- [Supplied entries]:
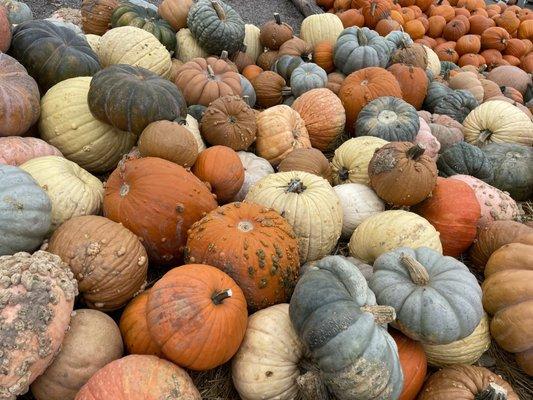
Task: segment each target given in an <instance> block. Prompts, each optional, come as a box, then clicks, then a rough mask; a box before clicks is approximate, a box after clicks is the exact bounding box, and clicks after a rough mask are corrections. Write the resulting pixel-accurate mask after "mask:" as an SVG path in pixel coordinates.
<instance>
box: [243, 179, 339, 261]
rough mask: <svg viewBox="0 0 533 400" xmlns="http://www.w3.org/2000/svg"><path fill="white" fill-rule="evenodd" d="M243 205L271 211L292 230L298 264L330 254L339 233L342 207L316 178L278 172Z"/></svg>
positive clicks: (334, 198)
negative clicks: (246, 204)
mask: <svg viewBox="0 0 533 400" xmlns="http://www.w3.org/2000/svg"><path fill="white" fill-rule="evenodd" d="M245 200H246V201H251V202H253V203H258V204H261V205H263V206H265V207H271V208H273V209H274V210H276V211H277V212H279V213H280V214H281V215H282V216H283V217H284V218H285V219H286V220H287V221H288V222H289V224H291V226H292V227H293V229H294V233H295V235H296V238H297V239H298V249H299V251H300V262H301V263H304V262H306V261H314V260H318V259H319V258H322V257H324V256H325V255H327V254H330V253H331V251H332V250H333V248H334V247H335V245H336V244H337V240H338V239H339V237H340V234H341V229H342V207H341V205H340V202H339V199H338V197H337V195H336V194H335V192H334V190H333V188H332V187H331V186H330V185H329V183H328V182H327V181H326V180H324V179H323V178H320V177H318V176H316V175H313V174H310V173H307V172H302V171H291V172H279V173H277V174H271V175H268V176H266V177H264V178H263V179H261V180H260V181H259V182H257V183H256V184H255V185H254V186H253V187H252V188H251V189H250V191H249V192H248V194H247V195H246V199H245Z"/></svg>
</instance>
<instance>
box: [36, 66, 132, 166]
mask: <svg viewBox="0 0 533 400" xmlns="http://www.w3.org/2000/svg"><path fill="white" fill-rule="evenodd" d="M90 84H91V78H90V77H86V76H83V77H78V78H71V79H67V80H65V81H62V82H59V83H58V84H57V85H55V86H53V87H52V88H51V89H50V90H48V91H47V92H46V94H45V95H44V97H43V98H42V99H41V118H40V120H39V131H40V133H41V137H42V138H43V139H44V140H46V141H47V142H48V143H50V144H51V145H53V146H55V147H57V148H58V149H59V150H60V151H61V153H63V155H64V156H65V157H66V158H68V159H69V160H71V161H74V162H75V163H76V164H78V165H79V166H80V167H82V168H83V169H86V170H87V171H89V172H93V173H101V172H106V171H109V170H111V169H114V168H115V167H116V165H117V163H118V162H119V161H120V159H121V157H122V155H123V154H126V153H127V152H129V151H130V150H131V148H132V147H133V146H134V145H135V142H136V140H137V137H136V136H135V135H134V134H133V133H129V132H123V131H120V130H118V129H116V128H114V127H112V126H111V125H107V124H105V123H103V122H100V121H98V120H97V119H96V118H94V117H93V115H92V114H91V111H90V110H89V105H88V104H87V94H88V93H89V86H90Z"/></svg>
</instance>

- [Aim of the task]: Reproduce all the items above word for word, but leave out the pictures.

- [Solution for this problem]:
Task: segment each target given in an <instance> block. Prompts, each optional, come as a box, then clicks, then a rough mask; a box before clicks is approximate, a box after clicks is the exact bounding box, and clicks after a rough mask are corrections. Write the resulting pixel-accurate mask after "mask:" as an SVG path in pixel coordinates.
<instance>
box: [243, 179, 339, 261]
rough mask: <svg viewBox="0 0 533 400" xmlns="http://www.w3.org/2000/svg"><path fill="white" fill-rule="evenodd" d="M243 205L271 211L292 230L298 264L330 254L339 233L342 207L316 178L278 172Z"/></svg>
positive clicks: (334, 198)
negative clicks: (246, 204)
mask: <svg viewBox="0 0 533 400" xmlns="http://www.w3.org/2000/svg"><path fill="white" fill-rule="evenodd" d="M245 200H246V201H251V202H253V203H258V204H261V205H263V206H265V207H271V208H273V209H274V210H276V211H277V212H279V213H280V214H281V215H282V216H283V217H284V218H285V219H286V220H287V221H288V222H289V224H291V226H292V227H293V229H294V233H295V235H296V238H297V239H298V249H299V251H300V262H301V263H304V262H306V261H314V260H318V259H319V258H322V257H324V256H325V255H327V254H330V253H331V251H332V250H333V248H334V247H335V245H336V244H337V240H338V239H339V237H340V234H341V229H342V207H341V205H340V202H339V199H338V197H337V195H336V194H335V192H334V190H333V188H332V187H331V186H330V185H329V183H328V182H327V181H326V180H324V179H323V178H320V177H318V176H316V175H313V174H310V173H307V172H302V171H291V172H279V173H277V174H271V175H268V176H266V177H264V178H263V179H261V180H260V181H259V182H257V183H256V184H255V185H254V186H253V187H252V188H251V189H250V191H249V192H248V194H247V195H246V199H245Z"/></svg>
</instance>
<instance>
box: [36, 66, 132, 166]
mask: <svg viewBox="0 0 533 400" xmlns="http://www.w3.org/2000/svg"><path fill="white" fill-rule="evenodd" d="M90 84H91V78H90V77H86V76H83V77H78V78H71V79H67V80H65V81H62V82H59V83H58V84H57V85H55V86H53V87H52V88H51V89H50V90H48V91H47V92H46V94H45V95H44V97H43V98H42V99H41V118H40V120H39V131H40V133H41V137H42V138H43V139H44V140H46V141H47V142H48V143H50V144H51V145H53V146H55V147H57V148H58V149H59V150H60V151H61V153H63V155H64V156H65V157H66V158H68V159H69V160H71V161H74V162H75V163H76V164H78V165H79V166H80V167H82V168H83V169H86V170H87V171H89V172H93V173H101V172H106V171H109V170H111V169H114V168H115V167H116V165H117V163H118V162H119V161H120V159H121V157H122V155H123V154H126V153H127V152H129V151H130V150H131V148H132V147H133V146H134V145H135V142H136V140H137V137H136V136H135V135H134V134H133V133H129V132H123V131H120V130H118V129H116V128H114V127H112V126H111V125H107V124H105V123H103V122H100V121H98V120H97V119H96V118H94V117H93V115H92V114H91V111H90V110H89V105H88V104H87V94H88V93H89V86H90Z"/></svg>
</instance>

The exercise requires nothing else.